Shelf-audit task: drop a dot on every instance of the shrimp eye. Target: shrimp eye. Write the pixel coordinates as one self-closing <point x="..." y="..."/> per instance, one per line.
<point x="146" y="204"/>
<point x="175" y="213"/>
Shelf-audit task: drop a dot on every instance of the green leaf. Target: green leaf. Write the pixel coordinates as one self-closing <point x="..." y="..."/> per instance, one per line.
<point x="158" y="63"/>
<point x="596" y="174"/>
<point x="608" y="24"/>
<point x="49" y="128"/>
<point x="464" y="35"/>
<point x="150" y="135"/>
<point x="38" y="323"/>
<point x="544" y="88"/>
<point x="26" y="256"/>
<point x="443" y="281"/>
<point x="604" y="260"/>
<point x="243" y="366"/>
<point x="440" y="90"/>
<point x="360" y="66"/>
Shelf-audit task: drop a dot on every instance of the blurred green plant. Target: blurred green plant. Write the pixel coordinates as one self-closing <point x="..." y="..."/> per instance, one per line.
****************
The exercise: Format every line of the entries above as a JSON list of strings, one string per line, with blank lines omitted.

Answer in full:
[
  "Shelf-audit task: drop a dot on every instance of the shrimp eye. Target: shrimp eye. Write the pixel coordinates as one self-closing <point x=\"...\" y=\"...\"/> per instance, one per line.",
  "<point x=\"146\" y=\"204\"/>",
  "<point x=\"175\" y=\"213\"/>",
  "Shelf-audit task: drop a dot on every instance of the green leaf. Target: green leaf. Write the pixel coordinates as one self-closing <point x=\"...\" y=\"...\"/> per instance, one per line.",
  "<point x=\"158\" y=\"63\"/>",
  "<point x=\"596\" y=\"174\"/>",
  "<point x=\"608\" y=\"24\"/>",
  "<point x=\"49\" y=\"128\"/>",
  "<point x=\"464\" y=\"35\"/>",
  "<point x=\"150\" y=\"135\"/>",
  "<point x=\"38\" y=\"323\"/>",
  "<point x=\"544\" y=\"88\"/>",
  "<point x=\"26\" y=\"256\"/>",
  "<point x=\"443\" y=\"281\"/>",
  "<point x=\"604\" y=\"260\"/>",
  "<point x=\"243\" y=\"366\"/>",
  "<point x=\"440\" y=\"90\"/>",
  "<point x=\"360\" y=\"66\"/>",
  "Shelf-audit task: drop a dot on every instance of the blurred green plant. Target: blurred green plant. Write the pixel coordinates as one self-closing <point x=\"...\" y=\"...\"/> per instance, one per line."
]